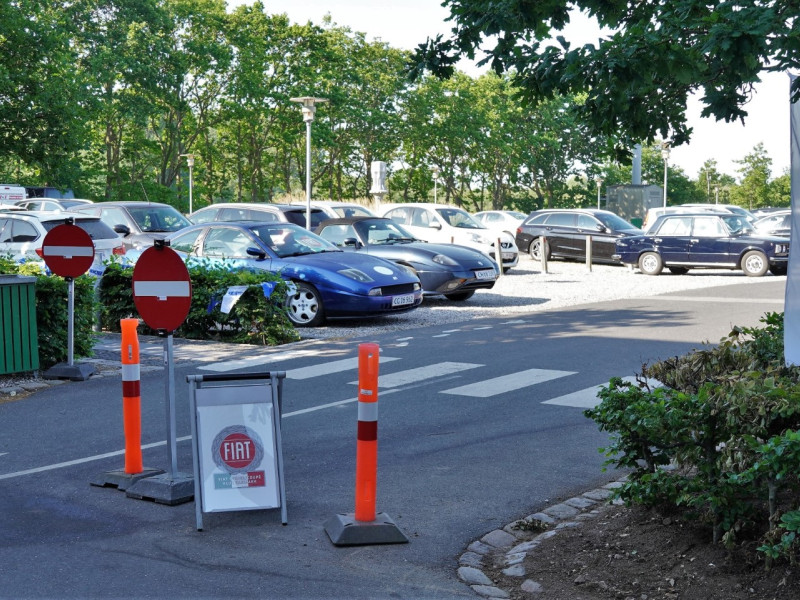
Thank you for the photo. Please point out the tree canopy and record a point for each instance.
(638, 78)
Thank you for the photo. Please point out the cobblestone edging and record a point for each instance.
(508, 547)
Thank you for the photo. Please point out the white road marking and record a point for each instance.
(506, 383)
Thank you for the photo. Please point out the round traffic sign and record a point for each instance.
(67, 250)
(162, 291)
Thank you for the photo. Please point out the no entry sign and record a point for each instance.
(68, 251)
(162, 291)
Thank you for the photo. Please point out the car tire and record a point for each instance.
(535, 250)
(304, 307)
(460, 296)
(754, 264)
(650, 263)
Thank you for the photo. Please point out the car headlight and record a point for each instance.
(356, 274)
(441, 259)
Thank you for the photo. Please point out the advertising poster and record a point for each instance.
(236, 441)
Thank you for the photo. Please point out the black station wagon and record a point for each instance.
(681, 242)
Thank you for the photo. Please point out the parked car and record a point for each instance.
(704, 240)
(22, 234)
(138, 223)
(777, 223)
(328, 281)
(443, 269)
(449, 224)
(501, 220)
(258, 211)
(566, 231)
(338, 210)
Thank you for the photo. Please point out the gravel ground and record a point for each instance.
(527, 289)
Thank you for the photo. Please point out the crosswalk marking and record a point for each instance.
(587, 398)
(507, 383)
(328, 368)
(409, 376)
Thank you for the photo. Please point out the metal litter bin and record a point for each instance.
(19, 343)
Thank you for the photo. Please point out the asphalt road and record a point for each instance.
(479, 424)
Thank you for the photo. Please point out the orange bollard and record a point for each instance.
(131, 396)
(367, 443)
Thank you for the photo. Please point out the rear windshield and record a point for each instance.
(96, 229)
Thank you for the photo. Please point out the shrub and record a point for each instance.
(719, 441)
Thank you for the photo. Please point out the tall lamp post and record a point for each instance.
(599, 184)
(665, 156)
(190, 163)
(309, 108)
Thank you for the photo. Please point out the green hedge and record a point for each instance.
(718, 442)
(255, 319)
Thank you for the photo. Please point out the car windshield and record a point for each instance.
(158, 218)
(383, 231)
(291, 240)
(614, 222)
(458, 218)
(738, 224)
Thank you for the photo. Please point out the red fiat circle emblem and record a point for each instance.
(237, 450)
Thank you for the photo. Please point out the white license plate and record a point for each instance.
(403, 300)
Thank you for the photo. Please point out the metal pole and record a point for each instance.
(172, 454)
(308, 175)
(71, 320)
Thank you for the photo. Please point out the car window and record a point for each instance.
(561, 219)
(708, 227)
(226, 242)
(186, 241)
(676, 226)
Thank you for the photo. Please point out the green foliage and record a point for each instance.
(52, 316)
(718, 441)
(254, 319)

## WHAT TO PRODUCE
In the listing above, find the line with "Thank you for the photo. Please point out the green foliage", then copy it and every later line exactly, through the last line, and nothing else.

## ANSWER TO THIS EXERCISE
Thank you for the photo. Please point out the green foliage and record a point for each instance.
(52, 316)
(718, 441)
(254, 319)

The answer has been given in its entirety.